== Source material ==

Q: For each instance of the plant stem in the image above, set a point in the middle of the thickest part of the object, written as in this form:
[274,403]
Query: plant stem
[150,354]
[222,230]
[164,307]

===

**What the task requires**.
Go through the records above and set each one down exactly, please.

**Written solution**.
Q: For each instance of the plant stem in the image above, set a point in the middle of the thickest part of the object, written as in this form:
[274,403]
Query: plant stem
[150,354]
[222,230]
[164,307]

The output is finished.